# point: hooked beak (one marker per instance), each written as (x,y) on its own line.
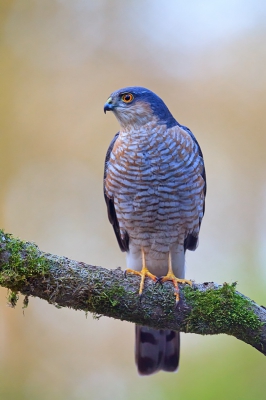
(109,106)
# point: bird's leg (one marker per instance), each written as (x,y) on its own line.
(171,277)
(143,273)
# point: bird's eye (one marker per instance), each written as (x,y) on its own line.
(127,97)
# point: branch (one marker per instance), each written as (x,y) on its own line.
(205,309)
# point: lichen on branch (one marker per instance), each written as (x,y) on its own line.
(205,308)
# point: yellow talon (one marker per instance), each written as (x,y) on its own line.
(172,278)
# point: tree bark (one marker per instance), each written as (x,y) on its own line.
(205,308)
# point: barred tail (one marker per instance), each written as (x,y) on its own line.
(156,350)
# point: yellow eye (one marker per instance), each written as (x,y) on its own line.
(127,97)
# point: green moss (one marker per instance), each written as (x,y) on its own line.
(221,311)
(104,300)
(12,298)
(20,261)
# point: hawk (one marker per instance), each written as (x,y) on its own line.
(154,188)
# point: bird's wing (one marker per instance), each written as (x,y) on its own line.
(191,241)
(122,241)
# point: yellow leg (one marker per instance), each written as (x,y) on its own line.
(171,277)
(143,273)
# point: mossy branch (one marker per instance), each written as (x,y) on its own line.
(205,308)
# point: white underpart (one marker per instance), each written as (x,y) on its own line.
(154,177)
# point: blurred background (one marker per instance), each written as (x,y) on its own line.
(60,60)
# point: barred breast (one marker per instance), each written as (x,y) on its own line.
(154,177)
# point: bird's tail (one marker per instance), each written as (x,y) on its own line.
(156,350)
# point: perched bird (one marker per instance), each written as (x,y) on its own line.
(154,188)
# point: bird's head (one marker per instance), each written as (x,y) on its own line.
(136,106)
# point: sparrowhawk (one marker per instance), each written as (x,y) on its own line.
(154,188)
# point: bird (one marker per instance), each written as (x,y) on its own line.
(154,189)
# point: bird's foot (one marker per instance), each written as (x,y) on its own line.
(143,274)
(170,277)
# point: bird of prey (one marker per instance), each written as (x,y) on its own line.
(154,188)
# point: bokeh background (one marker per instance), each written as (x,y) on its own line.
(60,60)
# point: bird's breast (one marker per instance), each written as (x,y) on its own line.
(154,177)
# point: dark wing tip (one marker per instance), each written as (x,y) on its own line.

■ ■ ■ ■ ■

Without copying any images, transcribe the records exactly as they stand.

# point: hooked beak (one marker per instance), each written as (x,y) on its own line.
(109,106)
# point: bird's leg (one marker per instance), each written as (x,y) on its own line.
(171,277)
(143,273)
# point: bird's eye (one marker per instance), each written as (x,y) on its own line.
(127,97)
# point: branch (one marker per instance), each written as (x,y) on its own line.
(205,309)
# point: lichen on branch (one marker per instance), each written as (x,y) on its own line.
(205,308)
# point: yellow talon (one marker per instance), each written as (x,y) on its own line.
(172,278)
# point: tree bark (one marker per instance), each written as (x,y) on its own line.
(205,308)
# point: barred tail (one marker per instance), each written as (x,y) on its own line.
(156,350)
# point: yellow eye (one marker per instance), each written as (x,y) on its own line.
(127,97)
# point: green moss (one marker per instance), each written as (x,y) on its own line.
(221,311)
(104,300)
(12,298)
(20,261)
# point: hawk (one marker per instance), each written as (x,y) on its own line.
(154,188)
# point: bird's wing (one marker per instance), each written as (x,y) on its own line.
(191,241)
(122,241)
# point: yellow leg (one marker per instance), each written as (x,y) on its own line.
(171,277)
(143,273)
# point: mossy branch (one marker per instance), each written as (x,y) on its own line.
(205,308)
# point: white underpart (one marker per instance), each written as (x,y) on its own line.
(154,177)
# point: blurred background (one marker per instance), each written as (x,y) on its own line.
(60,60)
# point: barred breast (one marker per instance), each written as (x,y) on its own line.
(154,177)
# point: bird's tail (one marker per instance), each written as (x,y) on its own line.
(156,350)
# point: perched bird (one marker per instance), each written as (x,y) on its own line.
(154,188)
# point: bird's head (one marker per instance), each written as (x,y) on its own line.
(136,106)
# point: sparrowhawk (one marker per instance), each written as (x,y) on its own line.
(154,188)
# point: bird (one marker per instance), each written as (x,y) on its own line.
(154,189)
# point: bird's foot (one marker per instance), each written as (x,y) on its own line.
(143,274)
(170,277)
# point: bird of prey (one marker per instance), each written as (x,y) on its own line.
(154,188)
# point: bokeh background (one marker per instance), each written as (x,y) on its own line.
(60,60)
# point: bird's breast (one marker per instance), each written as (x,y) on its own line.
(154,177)
# point: dark wing tip (one marker per instance), each written as (x,y) on its own line.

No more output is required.